How can we tackle this challenge to involve and engage older adult to use this digital and preventive solution?      

Emotional and financial rewards value are complementary keys for sustainable improvements. Indeed, rewarding benefits resulting with smart gaming may provide more effects than boring lessons. Rewards with financial benefits are also to be considered if allowed by ethical rules in insurance contracts.

It may also provide exchange of good practices examples among  older persons and their carers.

e.g. Take the example of an older person who likes to play bridge in his/her club. This action is providing memory training and physical efforts to go there. It is also creating social relationship and wish to win the practice of this difficult game they have learned before ageing.

e-VITA has the ambition to design and provide prevention services such as training, social support, gaming, incentives, stimulation, but time and continuity for theses solutions are needed.

What challenges do you see in the interactive approach between the virtual coach and the older adult?

One of the challenges in the interaction between robots and older adults is to be careful with the use and analysis of the emotional data, voice recognition and dialogue. It is crucial that the virtual coach uses a natural and intelligent voice and optimizes the dialog and understanding, providing a great support and guidance.

Ethical aspects are also important to take into consideration, as analyzing personal information and collecting personal emotions is still under discussion to respect freedom and dignity of the users.

What are the important physical aspects to take into consideration when designing a virtual coach for older adult?

* [What you need to do]
**a)** In the e-VITA virtual coach text, which prevention services does e-VITA aim to design and provide?
**b)** Pick up the e-VITA virtual coach text after its final line and write the next part.

* [Extracted records]

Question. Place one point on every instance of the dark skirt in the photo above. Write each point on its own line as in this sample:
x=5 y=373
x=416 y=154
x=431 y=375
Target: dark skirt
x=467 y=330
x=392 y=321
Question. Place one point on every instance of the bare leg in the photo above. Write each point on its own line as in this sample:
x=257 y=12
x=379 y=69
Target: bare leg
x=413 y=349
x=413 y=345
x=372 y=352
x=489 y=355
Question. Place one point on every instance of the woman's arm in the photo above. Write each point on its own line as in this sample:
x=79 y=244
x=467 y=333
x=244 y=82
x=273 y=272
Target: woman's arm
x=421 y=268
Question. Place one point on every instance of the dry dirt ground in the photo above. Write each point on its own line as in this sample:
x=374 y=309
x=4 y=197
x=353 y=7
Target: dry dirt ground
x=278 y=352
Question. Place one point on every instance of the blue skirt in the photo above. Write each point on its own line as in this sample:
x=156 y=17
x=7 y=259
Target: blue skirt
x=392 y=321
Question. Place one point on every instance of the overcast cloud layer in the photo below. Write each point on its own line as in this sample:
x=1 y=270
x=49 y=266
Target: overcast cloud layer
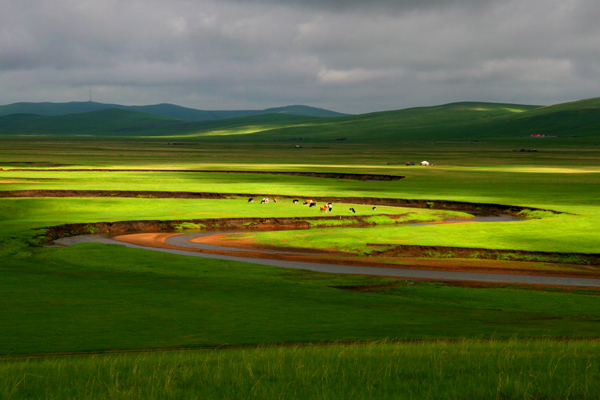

* [Answers]
**a)** Training, social support, gaming, incentives, and stimulation.

**b)**
Must of all, the virtual coach needs to be accessible for older adults, with a user-friendly design. Nowadays, virtual coaches remain mainly designed by young people for a representative market, without taking into consideration older adults needs, wishes and abilities. Although, more and more older adults are using digital technologies or are already acculturated with virtual coach, as this is the case in Japan.

What are the obstacles that older adult can meet when using digital technologies?

First, not all older adults are facing issues when using technologies. But if, as adults, we are experiencing difficulties, this could be linked to the huge development of connected objects and “Internet of Thing”, Internet-connected objects creating the need to secure and protect our data, including the generation of numerous passwords that we need to remember or to restore in a regular basis. Frequent changes of technologies and required updates, programmed obsolescence of devices, lack of adapted training and lack of adaption to the living environment of older adult are factors that do not facilitate the adoption of such solutions.  

Being a member of the ethical board, what are the ethical challenges e-VITA will need to overcome?

To comply with legal and ethics rules, e-VITA may be confronted with compliance and control of subcontractors, training of end-users to protect their data when using the digital technologies and dealing with the blurred frontiers between personal medical data and personal information data.

One of the ethical challenges is also to properly address the difficult questions of a comprehensive full consent for using emotion data collection in a context where people may face impairment. Expectations may differ from the end-user wishes in term of what concrete data they will agree to communicate, versus the data the family or informal carer wish to receive for safety and work alleviation reasons.

What are your expectations working in a project as e-VITA?

There are 3 general ambitions of e-Vita that are interesting for me as a gerontechnology expert and an older person myself: (i) its complex user-centric based methodology used to suggest personalized solutions (ii) the sustainability aspect of the service, (iii) finding the right balance between relevant prevention, security, control and freedom of the end-users.

I am still teaching inclusive design of innovative technology to professional care providers at Paris Sorbonne University in Charles Foix Hospital, under Professor Joël Belmin training courses management, I expect so much of this Japan-European funded project and I expect this Japan-European funded project can reach these ambitions!